◆ Exercise directions
In the abstract on E. coli O157:H7 risk in Canadian beef below, condense the paragraph beginning "A stochastic, quantitative risk assessment model" into a short bulleted list that keeps its main facts.

Extract to read below:

A risk assessment model for Escherichia coli O157:H7 in ground beef and beef cuts in Canada: Evaluating the effects of interventions
Posted: May 31st, 2012 - 12:57pm
Source: Food Control
A stochastic, quantitative risk assessment model was developed to evaluate the public health risks associated with consumption of ground beef and beef cuts contaminated with Escherichia coli O157:H7 in Canada. The objectives of this work were to evaluate the relative effects of pre-harvest and processing interventions on public health risks using a novel approach, and compare the baseline risks from consumption of ground beef, non-intact beef cuts, and intact beef cuts. Rather than considering efficacy of all interventions at primary production and processing as default values, the model incorporated findings from critical systematic review and meta-analysis of published literature. Public health risks, expressed as average probability of illness per serving, were reduced by 30.9%–72.1%, 44.0%–96.5%, and 95.1%–99.9%, for single pre-harvest interventions, single processing interventions excluding water spray chilling, and combinations of interventions, respectively, relative to a worst-case scenario where no pre-harvest or processing interventions were applied. Combinations of interventions applied at pre-harvest and throughout processing resulted in the greatest relative risk reductions through their effects on both prevalence and concentration of the pathogen in cattle faeces and on cattle carcasses. The use of systematic review methodology to critically assess the results of scientific studies before use of the data in risk modelling enhances the confidence in risk predictions and provides a more evidenced-based model for public health analyses. Analysis of conditions reflective of current practices in Canada indicated that risks from consumption of ground beef were approximately two to three orders of magnitude greater than those for beef cuts, suggesting that risk management measures should focus on the former product to maximize benefits to public health. Risks from consumption of non-intact beef cuts, that is, steaks or roasts that are tenderized, were an order of magnitude greater than those for intact beef cuts. The model provides a useful tool to compare relative efficacies of different intervention strategies to determine their potential impact on public health risks. This tool can be used to evaluate an essentially limitless combination of intervention scenarios and can be adapted to include interventions applied at different points along the farm-to-fork continuum as critically-reviewed data become available.
► Model developed to evaluate various interventions using systematic review results. ► Single pre-harvest and processing interventions reduced risks from 30.9% to 96.5%. ► Intervention combinations were most effective with up to 99.9% reductions. ► Ground beef risks were 2–3 orders of magnitude greater than beef cut risks. ► Tenderization increases risks from consuming beef cuts.

End of Extract to read.
Extracted entries below:

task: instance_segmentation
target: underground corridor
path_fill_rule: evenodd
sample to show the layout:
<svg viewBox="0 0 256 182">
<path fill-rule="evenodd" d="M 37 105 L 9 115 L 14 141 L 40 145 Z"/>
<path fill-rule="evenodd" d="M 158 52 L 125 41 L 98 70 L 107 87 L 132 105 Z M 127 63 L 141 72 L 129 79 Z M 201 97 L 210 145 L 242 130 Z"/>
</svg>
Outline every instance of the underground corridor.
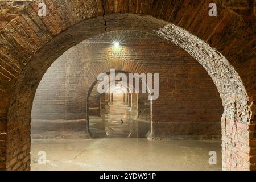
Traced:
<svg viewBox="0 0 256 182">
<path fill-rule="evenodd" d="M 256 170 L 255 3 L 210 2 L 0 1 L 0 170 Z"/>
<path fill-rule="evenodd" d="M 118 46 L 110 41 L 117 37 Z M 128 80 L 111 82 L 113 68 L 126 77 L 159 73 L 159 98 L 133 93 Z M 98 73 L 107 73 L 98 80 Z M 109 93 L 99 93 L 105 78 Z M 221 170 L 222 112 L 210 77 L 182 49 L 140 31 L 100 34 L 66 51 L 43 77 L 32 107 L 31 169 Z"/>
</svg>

End of Extracted entries.
Extracted entries below:

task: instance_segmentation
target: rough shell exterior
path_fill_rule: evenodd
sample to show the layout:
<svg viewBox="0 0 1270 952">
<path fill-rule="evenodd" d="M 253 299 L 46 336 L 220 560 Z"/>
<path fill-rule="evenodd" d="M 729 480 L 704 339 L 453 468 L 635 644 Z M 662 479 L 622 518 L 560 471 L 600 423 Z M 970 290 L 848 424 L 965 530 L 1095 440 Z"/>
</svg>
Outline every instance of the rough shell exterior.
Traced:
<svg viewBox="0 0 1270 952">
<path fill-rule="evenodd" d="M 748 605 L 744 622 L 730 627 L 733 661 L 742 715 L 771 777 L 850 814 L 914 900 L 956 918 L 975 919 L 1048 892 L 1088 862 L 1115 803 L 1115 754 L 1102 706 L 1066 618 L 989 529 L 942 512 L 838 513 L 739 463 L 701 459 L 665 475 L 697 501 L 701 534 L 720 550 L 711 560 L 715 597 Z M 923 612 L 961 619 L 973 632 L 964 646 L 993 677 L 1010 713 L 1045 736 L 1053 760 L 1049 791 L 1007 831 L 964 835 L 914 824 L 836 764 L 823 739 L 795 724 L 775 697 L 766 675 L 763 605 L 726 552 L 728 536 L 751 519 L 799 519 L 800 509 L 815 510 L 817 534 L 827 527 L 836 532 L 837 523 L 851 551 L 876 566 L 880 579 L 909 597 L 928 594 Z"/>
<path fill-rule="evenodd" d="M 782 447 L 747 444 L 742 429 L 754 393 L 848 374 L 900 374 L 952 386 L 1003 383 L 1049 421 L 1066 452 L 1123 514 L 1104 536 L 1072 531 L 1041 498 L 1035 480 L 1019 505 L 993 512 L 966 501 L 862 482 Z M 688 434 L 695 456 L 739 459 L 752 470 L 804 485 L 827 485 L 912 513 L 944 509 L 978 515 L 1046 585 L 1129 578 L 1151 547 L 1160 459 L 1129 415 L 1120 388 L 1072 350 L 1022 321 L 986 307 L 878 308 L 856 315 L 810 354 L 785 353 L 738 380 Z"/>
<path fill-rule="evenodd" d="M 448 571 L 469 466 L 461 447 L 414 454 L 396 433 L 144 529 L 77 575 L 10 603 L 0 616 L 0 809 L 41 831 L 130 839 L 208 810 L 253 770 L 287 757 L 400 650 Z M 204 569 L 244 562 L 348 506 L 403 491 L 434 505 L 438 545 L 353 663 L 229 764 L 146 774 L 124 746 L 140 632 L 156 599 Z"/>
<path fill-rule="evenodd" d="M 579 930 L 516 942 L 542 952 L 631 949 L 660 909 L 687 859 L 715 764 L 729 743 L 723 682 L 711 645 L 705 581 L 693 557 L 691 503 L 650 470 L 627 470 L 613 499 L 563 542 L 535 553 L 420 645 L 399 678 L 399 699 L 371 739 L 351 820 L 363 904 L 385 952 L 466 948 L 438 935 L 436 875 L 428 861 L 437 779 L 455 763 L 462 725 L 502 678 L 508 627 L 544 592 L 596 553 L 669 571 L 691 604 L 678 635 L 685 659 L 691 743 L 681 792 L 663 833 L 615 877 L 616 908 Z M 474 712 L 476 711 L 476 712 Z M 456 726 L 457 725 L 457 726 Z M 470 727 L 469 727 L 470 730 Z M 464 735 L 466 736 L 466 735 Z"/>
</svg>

End of Extracted entries.

◆ Solved problem
- A stochastic, quantitative risk assessment model estimated public health risks from ground beef and beef cuts contaminated with E. coli O157:H7 in Canada.
- Its aims were to compare the effects of pre-harvest and processing interventions and to compare baseline risks from ground beef, non-intact beef cuts and intact beef cuts.
- The model did not use default intervention efficacies. It drew on a critical systematic review and meta-analysis of published studies, which raises confidence in its predictions.
- Compared with a worst case with no interventions, the average probability of illness per serving fell by:
  - 30.9%–72.1% for single pre-harvest interventions
  - 44.0%–96.5% for single processing interventions, excluding water spray chilling
  - 95.1%–99.9% for combinations of interventions
- Combinations worked best because they lowered both the prevalence and the concentration of the pathogen in cattle faeces and on carcasses.
- Under current Canadian practices, ground beef risks were about two to three orders of magnitude higher than beef cut risks. Risk management should therefore focus on ground beef.
- Non-intact (tenderized) cuts carried risks an order of magnitude higher than intact cuts.
- The model can compare an essentially limitless range of intervention scenarios. It can be extended to other points from farm to fork as critically reviewed data become available.